Object location annotation data:
---

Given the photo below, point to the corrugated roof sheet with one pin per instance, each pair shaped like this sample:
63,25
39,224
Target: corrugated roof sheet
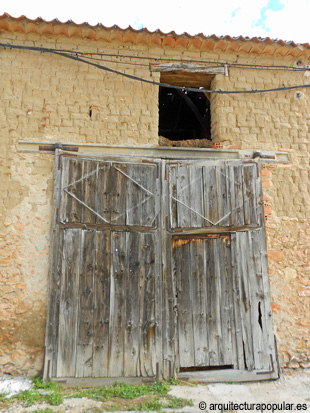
254,45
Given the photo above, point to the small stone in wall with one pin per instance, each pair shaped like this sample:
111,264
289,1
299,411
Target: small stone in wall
290,273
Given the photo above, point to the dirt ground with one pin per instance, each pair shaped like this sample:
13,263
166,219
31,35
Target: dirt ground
290,393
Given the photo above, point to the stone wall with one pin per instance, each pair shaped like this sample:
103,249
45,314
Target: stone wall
50,98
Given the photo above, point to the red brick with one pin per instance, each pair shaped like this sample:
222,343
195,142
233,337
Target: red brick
275,256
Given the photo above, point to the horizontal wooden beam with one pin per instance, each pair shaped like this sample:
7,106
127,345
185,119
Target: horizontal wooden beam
176,67
159,152
227,375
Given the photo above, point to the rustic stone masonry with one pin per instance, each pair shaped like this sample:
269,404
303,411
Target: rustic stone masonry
49,98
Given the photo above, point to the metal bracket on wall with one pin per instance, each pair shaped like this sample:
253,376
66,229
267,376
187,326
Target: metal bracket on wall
154,151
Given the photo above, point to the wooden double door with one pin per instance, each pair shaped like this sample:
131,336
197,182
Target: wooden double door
158,268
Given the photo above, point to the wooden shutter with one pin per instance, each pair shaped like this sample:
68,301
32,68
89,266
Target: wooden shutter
219,267
103,315
158,267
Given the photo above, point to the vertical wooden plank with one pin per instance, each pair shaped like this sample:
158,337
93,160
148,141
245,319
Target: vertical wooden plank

---

* Goal *
Reproduce every row above word for word, leaving out the pictures.

* Task answer *
Given the photo below, point to the corrugated roof sheet with one pin per instance, each pair shaped like this sample:
63,25
39,224
Target: corrugated roof sheet
254,45
Given the photo above, point to the small stone in wall with one pin per instance, each pair shaped like this sample:
111,264
289,1
299,411
Target: small stone in wall
290,273
Given the photo above, point to the dirt ground with one pin per instance, each pair shaped like this sample:
13,263
166,219
31,35
Target: dirt ground
290,393
Given the photo above, point to the stone wall with one pin per instance, each pair shaped like this sample:
103,249
45,314
Target: stone wall
50,98
Given the photo above, point to the red brick with one pin per instance, each pair shaped like this sample:
222,343
195,142
233,337
Target: red brick
275,256
Given the photo above, point to the horizontal wooden beam with one pin per instance, each pair shaped like this sample:
7,106
127,345
185,119
Target: horizontal wooden beam
176,67
159,152
227,375
Given the photo above, point to the rustic stone masonry with one pin per instance, each pair shaped like this sample:
269,404
303,411
Target: rustic stone masonry
49,98
Given the photo above, point to the metal bracket on wall with one pin per instance, each pair shaped like this sample:
253,376
66,229
267,376
187,326
Target: metal bracket on wall
154,151
Given the photo above, point to the wooden double door with one pin per instance, each pair shaped like this sample:
131,336
197,182
Target: wooden double door
158,268
Given the photo above, point to the wooden shutter with one pin per instance, each pair shaped like this sample:
68,301
32,68
89,266
Target: wooden shutter
219,267
103,315
158,267
Given the photo above, point to the vertical wooden plank with one pin per instance, each pair shaped like this sample:
158,337
93,160
148,141
245,319
Target: vertical wooden plank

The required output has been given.